#### Set exercise:
Copy the data from the line with "trace side mirror, every instance" up to and including the line with "[[[90,23],[90,39],[91,39],[92,17],[89,17],[89,23]]]", swapping "utility pole" for "power pole" and keeping everything else the same. Give only those lines.

#### Entries provided:
###
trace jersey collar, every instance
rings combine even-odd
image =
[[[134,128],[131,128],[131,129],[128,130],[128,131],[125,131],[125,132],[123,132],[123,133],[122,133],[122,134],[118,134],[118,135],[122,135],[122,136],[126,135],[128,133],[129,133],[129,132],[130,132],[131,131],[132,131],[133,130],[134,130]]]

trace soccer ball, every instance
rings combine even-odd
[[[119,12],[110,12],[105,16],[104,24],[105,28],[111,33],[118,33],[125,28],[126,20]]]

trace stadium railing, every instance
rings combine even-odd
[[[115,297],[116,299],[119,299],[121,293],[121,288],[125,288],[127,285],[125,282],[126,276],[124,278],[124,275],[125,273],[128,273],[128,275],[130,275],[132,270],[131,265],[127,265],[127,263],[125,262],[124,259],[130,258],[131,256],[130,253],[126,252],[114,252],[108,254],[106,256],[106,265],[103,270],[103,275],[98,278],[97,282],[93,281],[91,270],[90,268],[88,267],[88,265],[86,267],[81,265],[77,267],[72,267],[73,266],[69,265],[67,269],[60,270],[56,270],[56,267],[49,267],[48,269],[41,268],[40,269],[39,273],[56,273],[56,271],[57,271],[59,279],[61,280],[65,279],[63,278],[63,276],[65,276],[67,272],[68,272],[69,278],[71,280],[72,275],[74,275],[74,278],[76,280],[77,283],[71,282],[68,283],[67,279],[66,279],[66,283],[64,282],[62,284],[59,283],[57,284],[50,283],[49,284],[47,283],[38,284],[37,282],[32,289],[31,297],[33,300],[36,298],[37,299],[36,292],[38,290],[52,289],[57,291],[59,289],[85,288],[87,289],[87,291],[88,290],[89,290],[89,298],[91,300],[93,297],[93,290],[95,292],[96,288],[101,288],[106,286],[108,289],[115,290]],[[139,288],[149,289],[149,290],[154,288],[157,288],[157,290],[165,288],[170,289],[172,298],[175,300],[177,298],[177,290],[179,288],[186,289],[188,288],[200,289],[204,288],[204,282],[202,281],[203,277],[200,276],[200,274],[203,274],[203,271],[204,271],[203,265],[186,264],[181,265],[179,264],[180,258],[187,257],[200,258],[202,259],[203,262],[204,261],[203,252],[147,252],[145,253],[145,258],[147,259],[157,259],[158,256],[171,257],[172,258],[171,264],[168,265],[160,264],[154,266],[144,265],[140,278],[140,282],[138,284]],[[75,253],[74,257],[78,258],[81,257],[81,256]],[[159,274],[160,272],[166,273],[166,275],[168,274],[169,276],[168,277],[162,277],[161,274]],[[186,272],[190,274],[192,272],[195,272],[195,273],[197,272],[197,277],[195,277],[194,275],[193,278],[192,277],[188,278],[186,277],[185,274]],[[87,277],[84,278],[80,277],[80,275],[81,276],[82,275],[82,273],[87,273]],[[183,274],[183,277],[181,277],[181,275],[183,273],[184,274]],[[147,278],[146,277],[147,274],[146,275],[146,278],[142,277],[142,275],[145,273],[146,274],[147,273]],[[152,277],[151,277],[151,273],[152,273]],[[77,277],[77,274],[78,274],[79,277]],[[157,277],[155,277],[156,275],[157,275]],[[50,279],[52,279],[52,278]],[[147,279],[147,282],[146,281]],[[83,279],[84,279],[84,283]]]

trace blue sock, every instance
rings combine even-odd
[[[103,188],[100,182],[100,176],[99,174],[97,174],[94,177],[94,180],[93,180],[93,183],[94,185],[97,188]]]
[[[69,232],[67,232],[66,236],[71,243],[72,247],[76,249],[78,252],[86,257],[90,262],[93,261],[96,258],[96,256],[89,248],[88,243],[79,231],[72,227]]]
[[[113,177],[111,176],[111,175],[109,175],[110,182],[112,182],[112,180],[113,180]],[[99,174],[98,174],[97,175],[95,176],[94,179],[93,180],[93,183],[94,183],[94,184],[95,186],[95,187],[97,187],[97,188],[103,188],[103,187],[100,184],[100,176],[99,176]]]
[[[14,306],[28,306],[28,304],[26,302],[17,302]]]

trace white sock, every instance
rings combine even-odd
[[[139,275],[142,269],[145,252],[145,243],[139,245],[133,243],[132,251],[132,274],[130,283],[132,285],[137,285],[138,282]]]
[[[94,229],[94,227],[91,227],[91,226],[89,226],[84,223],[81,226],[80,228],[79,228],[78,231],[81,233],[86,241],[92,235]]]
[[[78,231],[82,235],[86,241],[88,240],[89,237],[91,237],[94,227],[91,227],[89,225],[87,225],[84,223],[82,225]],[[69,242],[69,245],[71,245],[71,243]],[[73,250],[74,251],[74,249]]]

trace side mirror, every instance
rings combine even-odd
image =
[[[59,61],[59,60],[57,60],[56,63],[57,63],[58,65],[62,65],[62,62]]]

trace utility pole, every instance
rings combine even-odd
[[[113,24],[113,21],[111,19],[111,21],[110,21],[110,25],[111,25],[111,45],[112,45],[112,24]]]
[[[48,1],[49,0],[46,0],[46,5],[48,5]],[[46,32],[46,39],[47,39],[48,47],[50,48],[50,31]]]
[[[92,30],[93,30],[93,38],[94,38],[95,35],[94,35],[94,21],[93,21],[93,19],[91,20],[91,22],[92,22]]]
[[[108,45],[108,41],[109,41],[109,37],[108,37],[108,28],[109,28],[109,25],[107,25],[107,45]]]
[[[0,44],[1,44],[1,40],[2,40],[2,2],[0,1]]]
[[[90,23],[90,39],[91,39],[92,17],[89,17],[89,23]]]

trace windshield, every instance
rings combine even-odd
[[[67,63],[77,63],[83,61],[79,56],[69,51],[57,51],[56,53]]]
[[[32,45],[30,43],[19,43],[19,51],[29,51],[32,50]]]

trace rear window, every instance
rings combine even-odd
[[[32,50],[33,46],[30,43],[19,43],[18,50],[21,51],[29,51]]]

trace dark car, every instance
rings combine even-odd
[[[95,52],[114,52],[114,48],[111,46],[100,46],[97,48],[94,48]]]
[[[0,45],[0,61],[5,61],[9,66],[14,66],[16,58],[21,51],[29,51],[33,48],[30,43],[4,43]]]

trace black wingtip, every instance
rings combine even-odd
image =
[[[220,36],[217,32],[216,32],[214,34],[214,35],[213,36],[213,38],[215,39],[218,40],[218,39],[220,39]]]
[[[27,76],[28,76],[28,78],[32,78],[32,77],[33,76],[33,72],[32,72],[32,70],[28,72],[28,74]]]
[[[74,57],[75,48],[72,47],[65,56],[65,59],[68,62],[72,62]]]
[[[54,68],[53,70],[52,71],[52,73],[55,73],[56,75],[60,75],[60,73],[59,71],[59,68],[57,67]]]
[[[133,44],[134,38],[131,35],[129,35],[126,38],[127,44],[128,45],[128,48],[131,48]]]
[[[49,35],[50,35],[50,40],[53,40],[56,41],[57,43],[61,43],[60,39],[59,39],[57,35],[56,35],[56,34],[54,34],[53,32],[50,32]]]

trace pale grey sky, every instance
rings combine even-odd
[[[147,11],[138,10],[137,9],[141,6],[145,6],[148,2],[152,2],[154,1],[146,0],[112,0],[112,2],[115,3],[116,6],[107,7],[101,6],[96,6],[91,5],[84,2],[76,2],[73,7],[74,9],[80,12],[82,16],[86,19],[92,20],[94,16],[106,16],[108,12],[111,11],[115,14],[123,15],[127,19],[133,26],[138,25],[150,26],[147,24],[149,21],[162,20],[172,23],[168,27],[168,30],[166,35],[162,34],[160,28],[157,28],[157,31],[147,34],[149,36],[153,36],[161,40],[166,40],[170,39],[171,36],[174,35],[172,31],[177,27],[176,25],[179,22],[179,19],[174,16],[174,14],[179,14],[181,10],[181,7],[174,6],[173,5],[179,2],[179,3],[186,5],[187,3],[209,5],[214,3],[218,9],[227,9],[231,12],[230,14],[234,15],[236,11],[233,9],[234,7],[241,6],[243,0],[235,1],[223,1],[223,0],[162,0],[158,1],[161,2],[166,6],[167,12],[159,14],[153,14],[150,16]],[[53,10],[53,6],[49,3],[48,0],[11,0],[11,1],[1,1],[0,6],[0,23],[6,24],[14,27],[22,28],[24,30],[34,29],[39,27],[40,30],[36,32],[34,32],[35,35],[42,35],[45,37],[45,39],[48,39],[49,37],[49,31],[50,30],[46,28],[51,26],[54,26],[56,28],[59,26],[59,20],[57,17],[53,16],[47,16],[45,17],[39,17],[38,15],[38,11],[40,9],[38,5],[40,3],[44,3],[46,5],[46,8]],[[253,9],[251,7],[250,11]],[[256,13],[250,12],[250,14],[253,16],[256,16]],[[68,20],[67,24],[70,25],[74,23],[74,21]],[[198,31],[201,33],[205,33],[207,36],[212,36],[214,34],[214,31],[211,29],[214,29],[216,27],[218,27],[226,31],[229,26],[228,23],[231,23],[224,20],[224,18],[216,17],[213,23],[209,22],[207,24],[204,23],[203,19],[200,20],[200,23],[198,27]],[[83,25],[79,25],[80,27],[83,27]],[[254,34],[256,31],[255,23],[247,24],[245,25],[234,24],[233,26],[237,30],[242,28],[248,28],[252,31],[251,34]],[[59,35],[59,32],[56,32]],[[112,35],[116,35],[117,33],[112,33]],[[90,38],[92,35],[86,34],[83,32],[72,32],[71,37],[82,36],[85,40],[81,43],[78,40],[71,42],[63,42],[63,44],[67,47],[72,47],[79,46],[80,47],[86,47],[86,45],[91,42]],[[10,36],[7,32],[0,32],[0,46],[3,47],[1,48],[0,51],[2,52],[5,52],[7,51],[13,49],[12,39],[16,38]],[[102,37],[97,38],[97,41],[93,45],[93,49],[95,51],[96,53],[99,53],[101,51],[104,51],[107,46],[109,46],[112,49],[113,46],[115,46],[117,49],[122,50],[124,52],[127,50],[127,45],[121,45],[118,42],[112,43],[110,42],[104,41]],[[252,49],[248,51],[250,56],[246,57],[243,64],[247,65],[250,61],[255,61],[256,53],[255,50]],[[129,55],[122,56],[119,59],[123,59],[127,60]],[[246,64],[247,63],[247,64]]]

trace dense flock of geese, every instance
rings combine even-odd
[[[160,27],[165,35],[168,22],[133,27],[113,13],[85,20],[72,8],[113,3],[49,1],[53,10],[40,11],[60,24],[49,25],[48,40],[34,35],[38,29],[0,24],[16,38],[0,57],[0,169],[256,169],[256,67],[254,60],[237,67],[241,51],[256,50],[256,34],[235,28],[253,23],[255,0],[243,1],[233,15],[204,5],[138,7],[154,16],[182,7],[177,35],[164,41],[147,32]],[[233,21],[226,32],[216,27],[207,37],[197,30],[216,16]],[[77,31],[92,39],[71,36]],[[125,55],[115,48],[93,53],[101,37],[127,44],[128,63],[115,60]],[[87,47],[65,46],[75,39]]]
###
#### Solution for this task:
trace side mirror, every instance
rings combine even-odd
image =
[[[59,61],[59,60],[57,60],[56,63],[57,63],[58,65],[62,65],[62,62]]]

trace power pole, every instance
rings combine even-odd
[[[113,24],[113,21],[111,19],[111,21],[110,21],[110,25],[111,25],[111,45],[112,45],[112,24]]]
[[[48,1],[49,0],[46,0],[46,5],[48,5]],[[46,32],[46,39],[47,39],[48,47],[50,48],[50,31]]]
[[[92,30],[93,30],[93,38],[94,38],[95,35],[94,35],[94,21],[93,21],[93,19],[91,20],[91,22],[92,22]]]
[[[108,45],[108,41],[109,41],[109,37],[108,37],[108,28],[109,28],[109,25],[107,25],[107,45]]]
[[[0,44],[1,44],[1,40],[2,40],[2,2],[0,1]]]
[[[90,23],[90,39],[91,39],[92,17],[89,17],[89,23]]]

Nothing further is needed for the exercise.